> Work item: Go through the records and report each line in which the word "blue" occurs.

> Data records:

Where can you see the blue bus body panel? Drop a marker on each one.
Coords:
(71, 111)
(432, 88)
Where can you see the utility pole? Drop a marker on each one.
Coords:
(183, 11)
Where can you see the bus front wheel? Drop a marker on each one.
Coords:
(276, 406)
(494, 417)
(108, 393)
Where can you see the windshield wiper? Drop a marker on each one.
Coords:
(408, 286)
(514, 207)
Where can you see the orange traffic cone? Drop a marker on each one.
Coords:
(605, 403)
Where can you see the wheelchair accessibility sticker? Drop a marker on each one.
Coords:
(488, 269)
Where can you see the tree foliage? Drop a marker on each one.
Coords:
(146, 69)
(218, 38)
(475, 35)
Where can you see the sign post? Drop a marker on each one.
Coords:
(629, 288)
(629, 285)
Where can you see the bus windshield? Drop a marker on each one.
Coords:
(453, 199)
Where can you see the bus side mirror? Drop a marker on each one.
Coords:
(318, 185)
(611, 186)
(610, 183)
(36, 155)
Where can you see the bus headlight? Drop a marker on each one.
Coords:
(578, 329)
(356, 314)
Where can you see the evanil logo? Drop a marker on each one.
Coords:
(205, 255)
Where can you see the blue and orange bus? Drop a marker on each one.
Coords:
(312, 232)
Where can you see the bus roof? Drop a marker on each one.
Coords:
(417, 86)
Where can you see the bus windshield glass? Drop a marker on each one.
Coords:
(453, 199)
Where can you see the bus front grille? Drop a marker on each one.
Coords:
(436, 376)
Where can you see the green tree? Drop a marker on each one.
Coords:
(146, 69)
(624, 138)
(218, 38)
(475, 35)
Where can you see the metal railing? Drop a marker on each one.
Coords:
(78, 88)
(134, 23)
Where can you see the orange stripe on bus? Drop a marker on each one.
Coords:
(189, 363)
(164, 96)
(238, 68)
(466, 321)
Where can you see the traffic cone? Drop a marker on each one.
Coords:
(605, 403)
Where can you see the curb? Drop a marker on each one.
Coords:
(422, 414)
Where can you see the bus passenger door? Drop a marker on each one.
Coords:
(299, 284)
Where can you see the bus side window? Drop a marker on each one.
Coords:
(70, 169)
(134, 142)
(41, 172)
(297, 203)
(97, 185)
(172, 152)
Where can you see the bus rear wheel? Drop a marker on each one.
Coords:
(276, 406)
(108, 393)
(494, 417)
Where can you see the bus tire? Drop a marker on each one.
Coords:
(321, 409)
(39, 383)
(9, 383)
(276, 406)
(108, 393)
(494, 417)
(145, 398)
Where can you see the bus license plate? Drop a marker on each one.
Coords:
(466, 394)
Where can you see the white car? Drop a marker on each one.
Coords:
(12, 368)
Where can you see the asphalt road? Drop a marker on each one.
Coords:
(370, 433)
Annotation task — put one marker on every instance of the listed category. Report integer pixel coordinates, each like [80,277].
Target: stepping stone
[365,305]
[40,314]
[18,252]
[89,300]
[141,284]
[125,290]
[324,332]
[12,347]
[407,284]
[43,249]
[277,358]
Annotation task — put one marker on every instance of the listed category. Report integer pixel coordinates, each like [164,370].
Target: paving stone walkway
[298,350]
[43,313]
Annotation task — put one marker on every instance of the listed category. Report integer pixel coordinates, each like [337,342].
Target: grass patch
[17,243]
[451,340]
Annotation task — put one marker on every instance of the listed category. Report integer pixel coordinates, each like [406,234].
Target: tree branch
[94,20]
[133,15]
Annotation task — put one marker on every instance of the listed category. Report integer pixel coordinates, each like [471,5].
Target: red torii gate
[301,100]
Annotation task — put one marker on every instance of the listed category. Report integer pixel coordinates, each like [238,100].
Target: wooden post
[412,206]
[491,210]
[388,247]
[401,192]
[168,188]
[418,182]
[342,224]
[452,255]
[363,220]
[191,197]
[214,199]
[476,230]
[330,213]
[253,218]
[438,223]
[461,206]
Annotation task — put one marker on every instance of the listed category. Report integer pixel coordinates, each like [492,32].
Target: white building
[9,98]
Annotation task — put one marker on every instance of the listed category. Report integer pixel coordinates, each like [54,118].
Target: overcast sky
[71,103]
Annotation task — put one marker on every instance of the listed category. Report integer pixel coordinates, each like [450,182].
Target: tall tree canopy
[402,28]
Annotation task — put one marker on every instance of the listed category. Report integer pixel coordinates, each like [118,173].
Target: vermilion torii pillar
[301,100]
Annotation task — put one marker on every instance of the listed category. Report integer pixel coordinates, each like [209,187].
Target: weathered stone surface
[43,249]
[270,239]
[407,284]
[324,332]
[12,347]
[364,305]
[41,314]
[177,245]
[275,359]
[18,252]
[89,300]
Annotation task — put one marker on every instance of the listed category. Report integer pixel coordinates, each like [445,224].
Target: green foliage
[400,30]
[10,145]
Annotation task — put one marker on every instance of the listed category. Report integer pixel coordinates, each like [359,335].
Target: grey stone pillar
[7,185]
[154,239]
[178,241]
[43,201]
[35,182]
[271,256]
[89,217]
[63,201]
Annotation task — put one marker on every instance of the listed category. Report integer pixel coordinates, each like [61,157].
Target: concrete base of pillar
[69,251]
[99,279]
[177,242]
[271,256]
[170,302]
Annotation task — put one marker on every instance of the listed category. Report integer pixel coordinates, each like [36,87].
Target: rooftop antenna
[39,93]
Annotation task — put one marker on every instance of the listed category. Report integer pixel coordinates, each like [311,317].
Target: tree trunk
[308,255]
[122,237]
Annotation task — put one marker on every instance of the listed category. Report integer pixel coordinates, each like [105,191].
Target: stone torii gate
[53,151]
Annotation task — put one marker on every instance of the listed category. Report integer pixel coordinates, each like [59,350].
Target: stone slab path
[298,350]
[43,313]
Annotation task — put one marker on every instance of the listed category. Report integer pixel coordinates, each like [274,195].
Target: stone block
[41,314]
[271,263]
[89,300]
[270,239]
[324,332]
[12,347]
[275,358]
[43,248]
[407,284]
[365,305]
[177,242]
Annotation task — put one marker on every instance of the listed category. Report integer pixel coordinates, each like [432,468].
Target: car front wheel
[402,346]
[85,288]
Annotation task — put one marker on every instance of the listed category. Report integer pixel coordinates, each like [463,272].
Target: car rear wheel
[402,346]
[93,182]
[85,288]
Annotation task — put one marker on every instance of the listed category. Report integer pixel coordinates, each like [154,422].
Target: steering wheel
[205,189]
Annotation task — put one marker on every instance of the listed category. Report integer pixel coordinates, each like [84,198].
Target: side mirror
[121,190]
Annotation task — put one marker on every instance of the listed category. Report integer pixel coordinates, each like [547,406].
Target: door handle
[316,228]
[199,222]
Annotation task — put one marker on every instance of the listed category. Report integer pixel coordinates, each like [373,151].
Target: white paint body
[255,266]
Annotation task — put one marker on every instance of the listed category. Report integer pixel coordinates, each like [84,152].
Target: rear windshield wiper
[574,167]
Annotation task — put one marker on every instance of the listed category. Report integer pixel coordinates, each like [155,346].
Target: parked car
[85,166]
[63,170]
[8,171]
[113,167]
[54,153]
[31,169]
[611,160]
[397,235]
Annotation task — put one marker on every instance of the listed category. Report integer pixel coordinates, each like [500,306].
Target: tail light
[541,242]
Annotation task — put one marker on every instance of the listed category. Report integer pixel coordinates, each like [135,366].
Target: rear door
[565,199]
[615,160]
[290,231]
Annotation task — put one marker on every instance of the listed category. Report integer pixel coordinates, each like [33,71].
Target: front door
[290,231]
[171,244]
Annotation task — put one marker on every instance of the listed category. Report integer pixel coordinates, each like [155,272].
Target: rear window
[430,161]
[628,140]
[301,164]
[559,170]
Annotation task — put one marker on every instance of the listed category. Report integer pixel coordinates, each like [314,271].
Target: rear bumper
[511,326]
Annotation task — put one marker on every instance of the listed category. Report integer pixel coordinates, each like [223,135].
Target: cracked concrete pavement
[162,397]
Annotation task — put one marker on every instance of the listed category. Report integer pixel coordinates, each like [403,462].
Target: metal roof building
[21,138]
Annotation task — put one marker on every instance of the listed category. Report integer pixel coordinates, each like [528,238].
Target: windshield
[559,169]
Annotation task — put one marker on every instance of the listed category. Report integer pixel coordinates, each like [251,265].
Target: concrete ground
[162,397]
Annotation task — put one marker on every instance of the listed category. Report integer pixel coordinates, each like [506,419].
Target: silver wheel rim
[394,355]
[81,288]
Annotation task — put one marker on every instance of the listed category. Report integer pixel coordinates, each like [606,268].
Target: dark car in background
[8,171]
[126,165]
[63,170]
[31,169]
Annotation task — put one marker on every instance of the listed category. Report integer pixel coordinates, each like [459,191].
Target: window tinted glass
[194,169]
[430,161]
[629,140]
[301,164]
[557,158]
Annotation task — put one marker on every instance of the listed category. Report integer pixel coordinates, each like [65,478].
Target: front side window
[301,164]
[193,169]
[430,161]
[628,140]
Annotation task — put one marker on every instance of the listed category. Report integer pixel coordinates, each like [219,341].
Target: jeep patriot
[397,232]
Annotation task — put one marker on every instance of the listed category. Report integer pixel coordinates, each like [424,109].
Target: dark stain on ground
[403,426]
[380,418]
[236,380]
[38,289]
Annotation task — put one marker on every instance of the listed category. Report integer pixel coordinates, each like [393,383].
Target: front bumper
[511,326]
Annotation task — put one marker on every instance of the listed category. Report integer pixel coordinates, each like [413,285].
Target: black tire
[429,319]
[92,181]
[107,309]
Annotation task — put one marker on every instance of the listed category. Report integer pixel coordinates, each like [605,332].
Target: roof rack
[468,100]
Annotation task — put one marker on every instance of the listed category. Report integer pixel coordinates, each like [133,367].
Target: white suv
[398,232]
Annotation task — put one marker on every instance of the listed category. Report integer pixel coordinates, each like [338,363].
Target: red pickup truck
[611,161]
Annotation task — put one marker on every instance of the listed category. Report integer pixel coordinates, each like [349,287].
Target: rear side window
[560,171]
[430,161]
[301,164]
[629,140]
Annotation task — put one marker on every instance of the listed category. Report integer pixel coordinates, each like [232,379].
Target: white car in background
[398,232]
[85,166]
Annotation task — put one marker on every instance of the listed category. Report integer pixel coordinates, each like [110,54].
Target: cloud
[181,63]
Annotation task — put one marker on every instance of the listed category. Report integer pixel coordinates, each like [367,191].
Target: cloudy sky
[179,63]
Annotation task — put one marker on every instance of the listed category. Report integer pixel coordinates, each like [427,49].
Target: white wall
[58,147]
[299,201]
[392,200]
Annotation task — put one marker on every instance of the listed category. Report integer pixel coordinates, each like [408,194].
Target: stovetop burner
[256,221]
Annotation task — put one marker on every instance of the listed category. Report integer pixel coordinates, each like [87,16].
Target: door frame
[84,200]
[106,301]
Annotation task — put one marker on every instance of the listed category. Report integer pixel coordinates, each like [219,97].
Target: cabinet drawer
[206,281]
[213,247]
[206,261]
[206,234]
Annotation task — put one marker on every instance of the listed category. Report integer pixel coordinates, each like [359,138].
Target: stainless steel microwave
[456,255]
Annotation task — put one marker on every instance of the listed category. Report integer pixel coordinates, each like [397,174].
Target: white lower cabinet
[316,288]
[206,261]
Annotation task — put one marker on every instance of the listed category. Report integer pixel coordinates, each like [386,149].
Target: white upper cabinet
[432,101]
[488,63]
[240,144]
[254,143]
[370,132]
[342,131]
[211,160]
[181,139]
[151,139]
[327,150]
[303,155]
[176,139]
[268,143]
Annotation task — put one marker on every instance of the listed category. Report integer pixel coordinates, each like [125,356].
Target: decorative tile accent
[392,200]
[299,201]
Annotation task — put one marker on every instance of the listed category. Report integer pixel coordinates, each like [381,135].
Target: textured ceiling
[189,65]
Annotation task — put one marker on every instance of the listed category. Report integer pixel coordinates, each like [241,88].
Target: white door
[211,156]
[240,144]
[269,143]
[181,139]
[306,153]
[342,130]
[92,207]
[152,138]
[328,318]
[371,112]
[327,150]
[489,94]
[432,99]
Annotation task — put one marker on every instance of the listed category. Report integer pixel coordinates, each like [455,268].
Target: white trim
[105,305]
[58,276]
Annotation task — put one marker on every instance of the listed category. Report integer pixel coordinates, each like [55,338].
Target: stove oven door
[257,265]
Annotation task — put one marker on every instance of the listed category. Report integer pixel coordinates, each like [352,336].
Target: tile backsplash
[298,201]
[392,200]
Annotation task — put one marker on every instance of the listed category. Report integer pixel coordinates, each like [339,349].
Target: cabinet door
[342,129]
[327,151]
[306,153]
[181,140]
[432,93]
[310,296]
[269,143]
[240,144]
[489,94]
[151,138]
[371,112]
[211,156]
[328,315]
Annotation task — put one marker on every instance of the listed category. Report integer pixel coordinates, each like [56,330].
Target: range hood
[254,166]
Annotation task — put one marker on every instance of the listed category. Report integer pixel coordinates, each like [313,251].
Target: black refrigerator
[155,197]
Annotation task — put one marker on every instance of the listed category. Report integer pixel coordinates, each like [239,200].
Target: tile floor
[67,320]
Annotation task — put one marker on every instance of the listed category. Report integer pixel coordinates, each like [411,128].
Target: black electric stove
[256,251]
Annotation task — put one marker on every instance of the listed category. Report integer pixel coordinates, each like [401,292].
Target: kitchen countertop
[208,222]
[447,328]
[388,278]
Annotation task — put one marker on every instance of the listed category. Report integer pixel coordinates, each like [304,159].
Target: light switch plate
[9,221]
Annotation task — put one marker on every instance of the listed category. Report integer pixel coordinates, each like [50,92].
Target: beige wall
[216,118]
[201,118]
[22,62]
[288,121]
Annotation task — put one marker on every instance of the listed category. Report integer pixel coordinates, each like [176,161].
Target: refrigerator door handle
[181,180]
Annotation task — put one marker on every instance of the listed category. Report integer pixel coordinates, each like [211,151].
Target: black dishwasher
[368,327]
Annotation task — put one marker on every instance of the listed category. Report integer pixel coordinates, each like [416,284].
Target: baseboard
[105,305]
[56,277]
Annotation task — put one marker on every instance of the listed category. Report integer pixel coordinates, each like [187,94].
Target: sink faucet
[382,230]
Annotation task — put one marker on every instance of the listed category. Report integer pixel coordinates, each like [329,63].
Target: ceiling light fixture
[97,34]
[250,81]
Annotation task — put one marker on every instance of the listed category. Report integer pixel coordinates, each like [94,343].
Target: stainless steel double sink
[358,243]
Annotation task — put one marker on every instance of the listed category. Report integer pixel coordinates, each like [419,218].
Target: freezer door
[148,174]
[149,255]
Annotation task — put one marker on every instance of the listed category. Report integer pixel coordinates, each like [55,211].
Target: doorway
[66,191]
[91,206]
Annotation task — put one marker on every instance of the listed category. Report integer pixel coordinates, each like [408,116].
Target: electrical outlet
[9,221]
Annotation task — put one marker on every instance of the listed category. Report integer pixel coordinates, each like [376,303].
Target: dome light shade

> Reply to the task:
Where can you see the blue bus body panel? Drop a marker on each one.
Where can you see the blue and orange bus? Drop a marker on each one.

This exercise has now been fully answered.